■ What the task requires ■
Reproduce the listing below in its entirety. Change nothing.

Region annotation entries:
# # # # #

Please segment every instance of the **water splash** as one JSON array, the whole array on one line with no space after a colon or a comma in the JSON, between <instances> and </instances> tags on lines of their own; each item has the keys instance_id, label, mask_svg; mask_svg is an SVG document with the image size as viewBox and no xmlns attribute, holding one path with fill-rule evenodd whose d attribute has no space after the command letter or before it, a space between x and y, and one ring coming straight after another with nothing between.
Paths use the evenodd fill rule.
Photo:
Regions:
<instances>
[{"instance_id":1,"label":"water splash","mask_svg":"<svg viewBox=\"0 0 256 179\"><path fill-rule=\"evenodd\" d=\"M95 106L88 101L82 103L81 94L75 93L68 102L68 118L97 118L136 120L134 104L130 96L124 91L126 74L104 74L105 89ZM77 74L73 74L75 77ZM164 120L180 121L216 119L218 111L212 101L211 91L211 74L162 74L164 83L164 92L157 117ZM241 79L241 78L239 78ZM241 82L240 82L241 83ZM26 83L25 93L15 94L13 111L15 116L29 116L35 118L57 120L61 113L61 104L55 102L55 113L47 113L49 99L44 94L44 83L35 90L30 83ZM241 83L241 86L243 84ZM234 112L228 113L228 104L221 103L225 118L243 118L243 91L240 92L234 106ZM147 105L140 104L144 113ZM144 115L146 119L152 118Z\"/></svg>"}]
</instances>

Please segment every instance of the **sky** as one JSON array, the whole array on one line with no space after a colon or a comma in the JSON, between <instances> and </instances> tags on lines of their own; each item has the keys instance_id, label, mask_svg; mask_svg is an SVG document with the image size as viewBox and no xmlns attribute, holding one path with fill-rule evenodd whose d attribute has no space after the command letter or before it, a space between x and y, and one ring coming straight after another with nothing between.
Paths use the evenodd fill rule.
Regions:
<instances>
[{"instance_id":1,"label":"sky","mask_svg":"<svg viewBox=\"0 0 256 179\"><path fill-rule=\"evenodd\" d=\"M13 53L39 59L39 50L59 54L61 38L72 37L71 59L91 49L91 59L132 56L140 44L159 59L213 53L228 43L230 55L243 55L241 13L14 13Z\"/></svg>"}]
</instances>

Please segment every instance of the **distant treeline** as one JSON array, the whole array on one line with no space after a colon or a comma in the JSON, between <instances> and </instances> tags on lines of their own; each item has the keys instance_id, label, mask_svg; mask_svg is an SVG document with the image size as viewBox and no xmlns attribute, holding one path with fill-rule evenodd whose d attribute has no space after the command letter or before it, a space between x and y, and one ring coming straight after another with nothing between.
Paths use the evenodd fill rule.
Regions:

# # # # #

■ Written reply ■
Please segment every instance of the **water splash** as one JSON array, the whole array on one line with no space after a colon or a comma in the JSON, between <instances> and </instances> tags on lines of their own; each item has the keys instance_id, label, mask_svg; mask_svg is an SVG document with the image size as viewBox and no xmlns attribute, holding one path with fill-rule evenodd whose d attribute has no space after the command letter or before it, a space between x and y, and one ring coming straight after another with nothing between.
Paths use the evenodd fill rule.
Photo:
Regions:
<instances>
[{"instance_id":1,"label":"water splash","mask_svg":"<svg viewBox=\"0 0 256 179\"><path fill-rule=\"evenodd\" d=\"M95 106L88 101L82 103L81 94L75 93L68 102L68 118L97 118L136 120L134 104L130 96L124 91L126 74L104 74L105 89ZM77 74L73 74L75 77ZM164 120L180 121L216 119L218 111L212 101L211 91L211 74L162 74L164 83L164 92L157 117ZM241 79L241 78L239 78ZM241 82L240 82L241 83ZM26 83L25 93L15 94L13 111L15 116L29 116L35 118L57 120L61 113L61 104L55 102L55 113L47 113L49 99L44 94L44 83L35 90L30 83ZM241 83L241 86L243 84ZM234 112L228 113L228 104L221 103L225 118L243 118L243 91L240 92L234 106ZM147 105L140 104L144 113ZM144 115L146 119L152 118Z\"/></svg>"}]
</instances>

Please segment every instance of the **sky** as one JSON array, the whole array on one line with no space after a colon or a comma in the JSON, between <instances> and </instances> tags on lines of their own; each item has the keys instance_id, label, mask_svg; mask_svg is an SVG document with the image size as viewBox and no xmlns attribute, holding one path with fill-rule evenodd whose d attribute has no space after the command letter or before it, a space between x and y, and one ring coming straight after another with nothing between.
Paths use the evenodd fill rule.
Regions:
<instances>
[{"instance_id":1,"label":"sky","mask_svg":"<svg viewBox=\"0 0 256 179\"><path fill-rule=\"evenodd\" d=\"M13 53L39 59L39 50L59 54L61 38L72 37L71 59L91 49L91 59L132 56L140 44L159 59L213 53L228 43L230 55L243 55L241 13L14 13Z\"/></svg>"}]
</instances>

Please segment every instance of the **distant treeline** as one JSON array, the whole array on one line with no space after a colon or a comma in the JSON, between <instances> and </instances> tags on lines of their own; each item has the keys instance_id, label, mask_svg; mask_svg is an SVG document with the image size as viewBox and no xmlns attribute, holding one path with fill-rule evenodd whose d attribute has no space after the command letter or before it, a space between x and y, and one ring coming straight after another with nothing between.
Paths use the evenodd fill rule.
Regions:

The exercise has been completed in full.